(Image boundary annotation data)
+++
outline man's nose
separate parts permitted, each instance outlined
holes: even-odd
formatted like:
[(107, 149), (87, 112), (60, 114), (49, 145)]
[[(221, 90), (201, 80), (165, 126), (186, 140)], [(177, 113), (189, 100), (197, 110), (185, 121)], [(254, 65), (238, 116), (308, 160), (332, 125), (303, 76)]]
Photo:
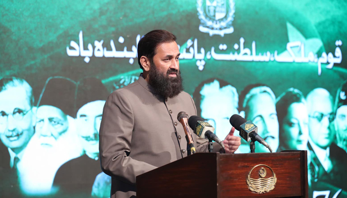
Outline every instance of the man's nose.
[(178, 60), (173, 58), (171, 61), (171, 65), (170, 65), (170, 69), (174, 69), (178, 70), (179, 69), (179, 62)]
[(51, 127), (48, 122), (44, 121), (44, 124), (41, 129), (40, 135), (42, 136), (52, 136), (52, 133), (51, 131)]
[(7, 130), (10, 131), (13, 131), (17, 128), (16, 120), (12, 115), (7, 116)]

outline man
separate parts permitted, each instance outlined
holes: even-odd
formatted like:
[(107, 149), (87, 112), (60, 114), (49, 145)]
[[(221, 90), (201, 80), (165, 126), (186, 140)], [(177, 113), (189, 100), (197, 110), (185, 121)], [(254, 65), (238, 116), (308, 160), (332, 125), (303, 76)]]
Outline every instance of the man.
[(99, 131), (109, 92), (100, 80), (86, 78), (78, 82), (76, 93), (77, 129), (85, 154), (62, 165), (57, 172), (54, 186), (63, 197), (109, 197), (111, 178), (100, 168)]
[(226, 130), (230, 128), (229, 119), (238, 114), (236, 89), (225, 81), (212, 78), (198, 86), (193, 98), (198, 116), (215, 127), (215, 133), (218, 137), (225, 138), (229, 133)]
[(347, 153), (333, 143), (335, 134), (330, 128), (335, 118), (333, 98), (326, 90), (317, 88), (307, 95), (306, 100), (313, 190), (322, 182), (346, 191)]
[(18, 193), (17, 171), (34, 133), (33, 106), (32, 89), (25, 80), (14, 77), (0, 80), (0, 192), (3, 196)]
[(347, 151), (347, 81), (338, 90), (334, 110), (336, 113), (334, 126), (337, 145)]
[(36, 133), (23, 157), (21, 188), (30, 195), (47, 195), (54, 176), (66, 161), (81, 155), (74, 126), (76, 83), (61, 77), (49, 78), (38, 103)]
[[(260, 84), (246, 87), (241, 93), (238, 101), (240, 115), (247, 120), (251, 120), (258, 127), (258, 134), (274, 151), (277, 150), (279, 144), (275, 103), (276, 97), (272, 90)], [(269, 149), (262, 145), (255, 144), (255, 152), (268, 152)]]
[[(177, 115), (182, 111), (196, 115), (196, 110), (190, 95), (182, 92), (175, 40), (165, 30), (146, 34), (137, 48), (143, 73), (106, 101), (99, 134), (100, 159), (104, 172), (112, 177), (112, 198), (135, 197), (137, 175), (187, 156)], [(240, 145), (233, 133), (224, 141), (228, 152)], [(207, 151), (207, 140), (192, 135), (197, 151)], [(215, 144), (214, 148), (217, 151), (220, 147)]]

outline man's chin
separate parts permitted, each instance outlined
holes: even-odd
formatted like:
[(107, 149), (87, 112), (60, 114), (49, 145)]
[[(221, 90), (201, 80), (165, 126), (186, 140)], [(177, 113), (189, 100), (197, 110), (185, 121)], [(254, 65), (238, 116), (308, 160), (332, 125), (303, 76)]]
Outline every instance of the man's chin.
[(168, 76), (170, 78), (176, 78), (176, 77), (177, 77), (177, 74), (169, 74)]

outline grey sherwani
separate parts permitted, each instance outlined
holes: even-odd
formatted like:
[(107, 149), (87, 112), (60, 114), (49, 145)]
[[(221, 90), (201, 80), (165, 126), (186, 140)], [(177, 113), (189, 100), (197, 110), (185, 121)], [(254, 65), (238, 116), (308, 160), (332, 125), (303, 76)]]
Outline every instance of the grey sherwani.
[[(112, 177), (112, 198), (135, 197), (137, 175), (187, 156), (180, 111), (196, 115), (189, 94), (160, 101), (141, 76), (110, 95), (99, 136), (102, 168)], [(206, 152), (207, 140), (192, 135), (197, 152)]]

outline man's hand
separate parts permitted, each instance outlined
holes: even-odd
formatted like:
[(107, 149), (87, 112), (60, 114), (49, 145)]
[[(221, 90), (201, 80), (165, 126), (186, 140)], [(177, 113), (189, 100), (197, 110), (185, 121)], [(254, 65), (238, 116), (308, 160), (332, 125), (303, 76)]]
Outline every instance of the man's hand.
[(235, 128), (232, 127), (225, 140), (223, 141), (223, 144), (226, 147), (226, 153), (233, 153), (241, 145), (241, 138), (234, 136), (234, 131)]
[(92, 197), (109, 198), (111, 192), (111, 177), (102, 172), (97, 175), (93, 185)]

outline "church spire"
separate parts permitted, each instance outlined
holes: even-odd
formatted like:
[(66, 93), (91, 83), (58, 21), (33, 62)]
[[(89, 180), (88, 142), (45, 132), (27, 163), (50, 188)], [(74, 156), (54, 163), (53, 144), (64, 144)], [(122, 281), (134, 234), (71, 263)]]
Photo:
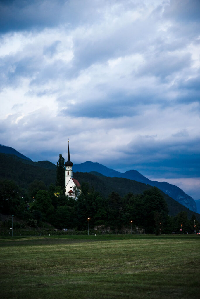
+++
What is required ▸ Could you rewrite the material from its start up to and including the line with "115), (7, 116)]", requests included, rescaling every coordinate in the answers by 2.5 and rounding to whole numbers with halves going up? Keep the numbers in the requests and their format samples unchanged, and leave the pictures out.

Full output ▸
outline man's nose
separate parts permitted, each instance outlined
holes: even-odd
formatted like:
[(107, 149), (87, 112), (60, 114), (49, 145)]
[[(221, 90), (201, 80), (165, 126), (186, 140)], [(177, 113), (189, 100), (197, 110), (185, 121)], [(254, 65), (238, 116), (308, 160), (332, 125), (303, 76)]]
Photo:
Outline every instance of the man's nose.
[(445, 150), (433, 145), (428, 153), (428, 163), (425, 163), (425, 173), (435, 173), (445, 175), (448, 173), (448, 155)]
[(128, 318), (120, 305), (110, 303), (110, 310), (103, 323), (100, 338), (105, 340), (130, 340), (130, 333), (128, 328)]
[(18, 325), (25, 328), (33, 328), (43, 320), (40, 300), (30, 288), (18, 290)]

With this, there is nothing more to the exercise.